**Objective**. Echo the lines below, beginning with the line that contains "Every instance of the blue" and continuing through the line that contains "Query: grass", with both of those lines included. Leave the pictures out of your answer.

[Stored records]
— BEGIN —
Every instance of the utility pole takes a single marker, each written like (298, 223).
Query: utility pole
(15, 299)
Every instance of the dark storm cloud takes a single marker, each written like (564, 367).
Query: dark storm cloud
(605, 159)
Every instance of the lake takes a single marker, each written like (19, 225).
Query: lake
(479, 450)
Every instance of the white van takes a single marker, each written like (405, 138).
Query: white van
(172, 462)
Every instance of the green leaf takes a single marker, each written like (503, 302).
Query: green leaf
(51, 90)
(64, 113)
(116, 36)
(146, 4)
— END —
— BEGIN —
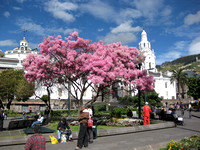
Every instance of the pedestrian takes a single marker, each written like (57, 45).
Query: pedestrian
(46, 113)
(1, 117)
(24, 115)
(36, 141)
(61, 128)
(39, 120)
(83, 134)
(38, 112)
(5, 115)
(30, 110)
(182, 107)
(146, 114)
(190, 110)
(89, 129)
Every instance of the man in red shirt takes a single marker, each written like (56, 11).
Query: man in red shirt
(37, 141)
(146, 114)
— END —
— BEGIN —
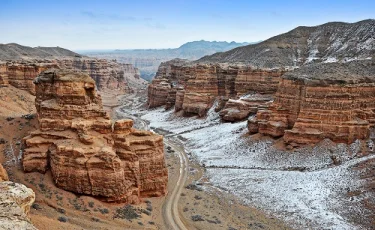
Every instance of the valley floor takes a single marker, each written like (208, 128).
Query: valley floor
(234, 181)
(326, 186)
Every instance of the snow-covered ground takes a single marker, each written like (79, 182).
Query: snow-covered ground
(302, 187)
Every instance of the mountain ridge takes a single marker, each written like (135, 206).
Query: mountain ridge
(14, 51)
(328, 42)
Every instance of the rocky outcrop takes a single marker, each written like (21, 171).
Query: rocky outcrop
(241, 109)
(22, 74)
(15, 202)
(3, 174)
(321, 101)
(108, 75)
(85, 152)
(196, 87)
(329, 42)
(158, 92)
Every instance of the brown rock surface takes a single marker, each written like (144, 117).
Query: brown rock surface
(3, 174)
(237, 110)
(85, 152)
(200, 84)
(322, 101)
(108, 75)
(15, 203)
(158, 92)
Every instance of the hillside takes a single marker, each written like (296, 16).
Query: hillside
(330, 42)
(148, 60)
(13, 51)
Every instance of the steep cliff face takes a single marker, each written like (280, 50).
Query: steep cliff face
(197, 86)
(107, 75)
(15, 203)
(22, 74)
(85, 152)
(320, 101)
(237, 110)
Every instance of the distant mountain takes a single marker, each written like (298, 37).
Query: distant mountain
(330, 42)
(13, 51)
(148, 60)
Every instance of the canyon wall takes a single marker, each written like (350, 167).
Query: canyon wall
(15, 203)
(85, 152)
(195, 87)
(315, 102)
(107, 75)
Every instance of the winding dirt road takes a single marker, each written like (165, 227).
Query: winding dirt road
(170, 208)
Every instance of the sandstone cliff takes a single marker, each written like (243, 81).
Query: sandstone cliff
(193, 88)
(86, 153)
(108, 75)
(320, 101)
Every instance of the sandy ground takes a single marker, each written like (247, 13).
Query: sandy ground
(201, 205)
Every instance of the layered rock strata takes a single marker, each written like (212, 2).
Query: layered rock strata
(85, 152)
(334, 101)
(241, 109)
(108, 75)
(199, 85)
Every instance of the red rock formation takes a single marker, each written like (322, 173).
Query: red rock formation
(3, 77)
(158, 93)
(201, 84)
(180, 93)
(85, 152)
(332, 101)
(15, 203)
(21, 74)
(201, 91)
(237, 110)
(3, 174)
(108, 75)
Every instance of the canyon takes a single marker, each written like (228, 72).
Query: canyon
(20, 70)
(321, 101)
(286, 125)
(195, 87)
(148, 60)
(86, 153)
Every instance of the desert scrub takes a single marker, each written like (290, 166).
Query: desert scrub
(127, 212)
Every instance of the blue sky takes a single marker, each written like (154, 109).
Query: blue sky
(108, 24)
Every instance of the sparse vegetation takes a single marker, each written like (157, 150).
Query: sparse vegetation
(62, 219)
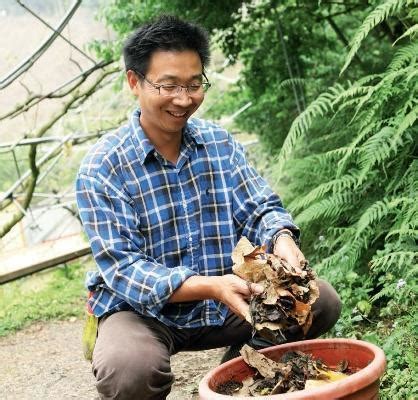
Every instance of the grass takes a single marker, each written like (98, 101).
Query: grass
— END —
**Exercise response**.
Every instance of the blue sky takes a single marker, each written like (154, 109).
Query: blue sky
(108, 24)
Every instance of the sparse vegetation takes a single marker, each written like (157, 150).
Query: sparse vegetation
(62, 219)
Every instance of the grass takes a single marker, each written like (98, 101).
Query: grass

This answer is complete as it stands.